● **Aim of the exercise**
Return exactly those lines of the material below that fall between the line holding "the white plate" and the line holding "the white ceramic", inclusive.

BEGIN Data under study

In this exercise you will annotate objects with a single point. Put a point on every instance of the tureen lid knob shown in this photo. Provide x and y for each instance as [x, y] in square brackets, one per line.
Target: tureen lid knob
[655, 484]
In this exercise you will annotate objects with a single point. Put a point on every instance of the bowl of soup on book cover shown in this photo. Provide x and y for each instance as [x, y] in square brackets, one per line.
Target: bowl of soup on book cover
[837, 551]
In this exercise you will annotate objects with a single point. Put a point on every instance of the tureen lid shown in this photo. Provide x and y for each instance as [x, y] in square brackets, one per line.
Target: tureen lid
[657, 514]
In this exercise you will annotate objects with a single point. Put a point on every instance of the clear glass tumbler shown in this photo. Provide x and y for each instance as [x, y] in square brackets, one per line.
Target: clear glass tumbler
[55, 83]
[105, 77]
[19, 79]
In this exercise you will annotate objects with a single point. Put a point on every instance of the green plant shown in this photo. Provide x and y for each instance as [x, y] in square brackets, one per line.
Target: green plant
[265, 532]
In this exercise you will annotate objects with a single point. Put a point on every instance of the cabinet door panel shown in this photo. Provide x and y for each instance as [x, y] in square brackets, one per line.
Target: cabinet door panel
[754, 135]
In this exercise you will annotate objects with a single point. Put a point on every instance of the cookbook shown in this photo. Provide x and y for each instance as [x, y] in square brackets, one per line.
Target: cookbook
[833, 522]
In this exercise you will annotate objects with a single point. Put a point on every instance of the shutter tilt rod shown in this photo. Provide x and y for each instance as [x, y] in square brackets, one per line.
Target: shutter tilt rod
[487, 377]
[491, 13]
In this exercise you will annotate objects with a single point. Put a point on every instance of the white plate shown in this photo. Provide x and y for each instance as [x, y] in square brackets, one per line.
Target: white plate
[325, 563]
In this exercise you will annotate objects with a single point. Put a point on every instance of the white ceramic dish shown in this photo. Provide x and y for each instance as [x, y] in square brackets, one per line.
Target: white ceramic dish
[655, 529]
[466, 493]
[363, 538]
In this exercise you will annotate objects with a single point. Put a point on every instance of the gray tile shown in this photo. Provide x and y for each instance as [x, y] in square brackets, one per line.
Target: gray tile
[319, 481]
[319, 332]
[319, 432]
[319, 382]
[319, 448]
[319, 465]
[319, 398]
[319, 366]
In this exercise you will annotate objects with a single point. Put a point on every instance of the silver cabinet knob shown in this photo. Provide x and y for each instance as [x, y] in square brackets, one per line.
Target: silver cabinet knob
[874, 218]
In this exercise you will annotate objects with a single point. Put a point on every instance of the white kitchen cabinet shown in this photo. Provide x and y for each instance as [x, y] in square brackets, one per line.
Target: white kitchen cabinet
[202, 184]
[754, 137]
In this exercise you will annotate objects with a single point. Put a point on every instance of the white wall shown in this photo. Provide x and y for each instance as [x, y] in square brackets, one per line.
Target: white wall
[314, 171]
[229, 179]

END Data under study

● **Answer box**
In this exercise you will annotate objects with a single point. Put a point on every instance of the white plate shown in this photo. Provide x and y for each instance as [x, y] in square brackets, one per line.
Target: white plate
[325, 563]
In this exercise you will annotate objects with a single point. Put a point on every instance of the white ceramic dish shown in this photo. Provide x and y for each instance as [x, y] in square brackets, one per line.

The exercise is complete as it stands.